Problem details: Reproduce verbatim the lines of the data from the line containing "Check that every" through the final line of the data, both included, and omit the pictures from your reproduction.

Input records:
↓

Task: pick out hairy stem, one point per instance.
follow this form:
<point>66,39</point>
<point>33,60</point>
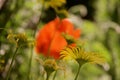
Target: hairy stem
<point>79,66</point>
<point>9,70</point>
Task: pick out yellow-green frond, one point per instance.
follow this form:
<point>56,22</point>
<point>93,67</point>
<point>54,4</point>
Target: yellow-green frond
<point>80,55</point>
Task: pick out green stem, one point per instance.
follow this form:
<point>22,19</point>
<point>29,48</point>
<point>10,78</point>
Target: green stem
<point>29,70</point>
<point>48,74</point>
<point>54,75</point>
<point>30,62</point>
<point>9,70</point>
<point>78,71</point>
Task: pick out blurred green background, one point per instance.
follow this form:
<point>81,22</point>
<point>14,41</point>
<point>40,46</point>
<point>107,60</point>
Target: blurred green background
<point>99,21</point>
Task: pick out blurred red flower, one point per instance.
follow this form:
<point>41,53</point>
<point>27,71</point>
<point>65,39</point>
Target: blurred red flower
<point>50,41</point>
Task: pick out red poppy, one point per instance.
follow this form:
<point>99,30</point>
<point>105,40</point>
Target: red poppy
<point>50,41</point>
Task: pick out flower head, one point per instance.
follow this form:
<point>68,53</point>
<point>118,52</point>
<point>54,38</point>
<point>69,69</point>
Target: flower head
<point>50,41</point>
<point>81,56</point>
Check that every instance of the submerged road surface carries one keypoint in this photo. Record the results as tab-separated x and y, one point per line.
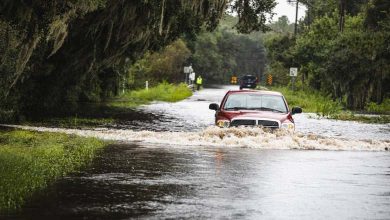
187	175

↑

Answer to this exercise:
Check that every instance of the submerged road surface carries one keypoint in this photo. Record the results as tab-separated x and y, one point per line.
187	175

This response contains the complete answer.